Exercise input:
══════════
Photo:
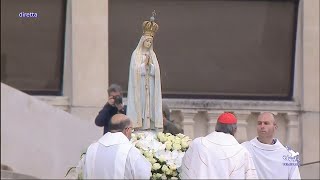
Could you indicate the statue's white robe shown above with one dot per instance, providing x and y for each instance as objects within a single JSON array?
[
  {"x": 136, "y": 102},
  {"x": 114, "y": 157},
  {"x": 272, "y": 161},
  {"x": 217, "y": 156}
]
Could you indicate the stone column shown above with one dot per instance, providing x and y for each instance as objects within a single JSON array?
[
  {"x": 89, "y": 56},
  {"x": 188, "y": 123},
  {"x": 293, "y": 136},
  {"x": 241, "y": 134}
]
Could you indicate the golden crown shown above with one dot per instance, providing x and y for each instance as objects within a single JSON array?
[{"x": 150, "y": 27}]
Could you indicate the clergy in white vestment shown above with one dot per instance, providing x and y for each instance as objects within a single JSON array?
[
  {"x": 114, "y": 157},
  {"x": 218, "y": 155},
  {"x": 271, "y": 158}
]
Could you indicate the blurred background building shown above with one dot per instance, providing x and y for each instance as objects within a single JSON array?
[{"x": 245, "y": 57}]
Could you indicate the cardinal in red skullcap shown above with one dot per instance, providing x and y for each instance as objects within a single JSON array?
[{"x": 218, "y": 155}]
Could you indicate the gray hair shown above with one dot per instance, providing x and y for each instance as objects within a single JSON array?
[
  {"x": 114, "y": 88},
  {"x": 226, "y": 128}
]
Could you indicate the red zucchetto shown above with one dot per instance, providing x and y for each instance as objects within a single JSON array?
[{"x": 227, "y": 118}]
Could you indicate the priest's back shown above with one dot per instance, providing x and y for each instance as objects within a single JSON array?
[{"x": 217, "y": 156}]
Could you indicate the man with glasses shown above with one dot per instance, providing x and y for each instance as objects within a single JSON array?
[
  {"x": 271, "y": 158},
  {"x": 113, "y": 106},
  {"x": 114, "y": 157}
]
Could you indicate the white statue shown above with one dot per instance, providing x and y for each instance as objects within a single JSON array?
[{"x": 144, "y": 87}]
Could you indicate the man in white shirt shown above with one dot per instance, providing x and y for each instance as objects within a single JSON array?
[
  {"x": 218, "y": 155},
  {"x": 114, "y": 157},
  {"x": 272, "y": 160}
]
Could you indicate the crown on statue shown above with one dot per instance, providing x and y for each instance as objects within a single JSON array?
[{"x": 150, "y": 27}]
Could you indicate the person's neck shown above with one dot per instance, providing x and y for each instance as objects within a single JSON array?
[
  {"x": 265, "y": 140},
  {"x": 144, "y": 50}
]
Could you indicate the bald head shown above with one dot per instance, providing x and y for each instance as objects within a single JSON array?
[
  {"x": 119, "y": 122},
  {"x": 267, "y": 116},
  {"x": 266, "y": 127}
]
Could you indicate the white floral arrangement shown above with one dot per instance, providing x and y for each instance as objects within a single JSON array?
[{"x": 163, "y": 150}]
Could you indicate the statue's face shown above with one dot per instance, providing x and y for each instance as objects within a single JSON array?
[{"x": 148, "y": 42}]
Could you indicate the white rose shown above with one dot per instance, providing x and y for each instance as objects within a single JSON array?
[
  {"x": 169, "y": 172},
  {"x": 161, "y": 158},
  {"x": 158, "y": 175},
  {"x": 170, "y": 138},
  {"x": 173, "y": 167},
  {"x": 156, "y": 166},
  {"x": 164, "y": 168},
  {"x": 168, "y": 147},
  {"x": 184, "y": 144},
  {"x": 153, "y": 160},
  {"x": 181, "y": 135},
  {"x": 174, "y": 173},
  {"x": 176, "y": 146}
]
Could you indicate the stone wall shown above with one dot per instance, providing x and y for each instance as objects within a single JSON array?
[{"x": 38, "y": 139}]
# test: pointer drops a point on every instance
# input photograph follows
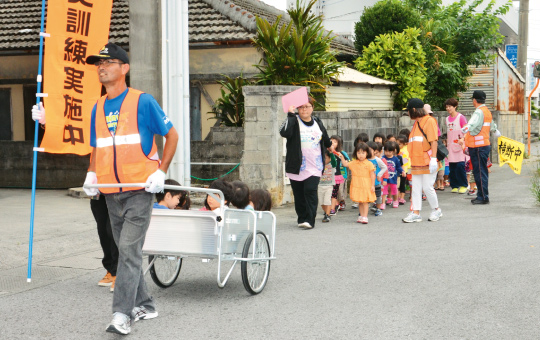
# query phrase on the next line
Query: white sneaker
══════════
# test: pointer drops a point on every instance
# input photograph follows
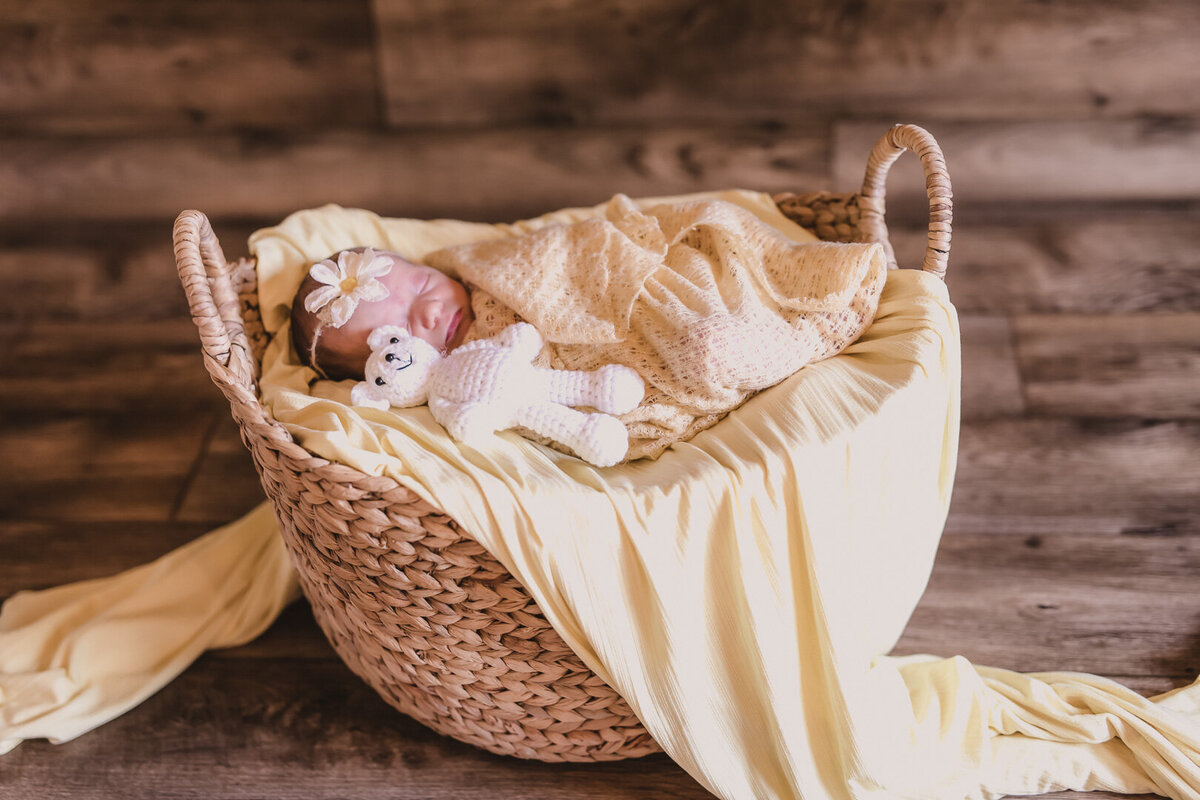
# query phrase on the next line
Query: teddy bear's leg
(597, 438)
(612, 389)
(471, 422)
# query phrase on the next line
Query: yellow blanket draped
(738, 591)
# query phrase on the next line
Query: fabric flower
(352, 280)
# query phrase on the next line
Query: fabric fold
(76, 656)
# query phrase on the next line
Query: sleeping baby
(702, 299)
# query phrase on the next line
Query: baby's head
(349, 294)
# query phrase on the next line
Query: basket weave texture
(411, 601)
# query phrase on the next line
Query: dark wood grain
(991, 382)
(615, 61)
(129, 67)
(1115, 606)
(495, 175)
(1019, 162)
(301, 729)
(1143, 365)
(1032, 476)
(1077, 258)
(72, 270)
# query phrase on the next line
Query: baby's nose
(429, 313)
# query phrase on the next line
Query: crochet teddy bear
══════════
All that is wanted is an exact copy of the lines above from the one with "Query: fabric fold" through the one with "Query: crochet teddy bear", with both ends included.

Query: fabric fold
(76, 656)
# query phrase on the next line
Query: sleeping baby
(702, 299)
# query phrase on the next line
Query: baby's head
(349, 294)
# query phrase on the next line
Query: basket weave texture
(411, 601)
# query phrase on the next line
Query: dark wood grain
(991, 382)
(615, 61)
(129, 67)
(1115, 606)
(495, 175)
(1019, 162)
(301, 729)
(1143, 365)
(1032, 476)
(1077, 258)
(72, 270)
# query phrase on the next line
Query: baby's nose
(429, 313)
# query phrase on the next line
Query: crochet teddy bear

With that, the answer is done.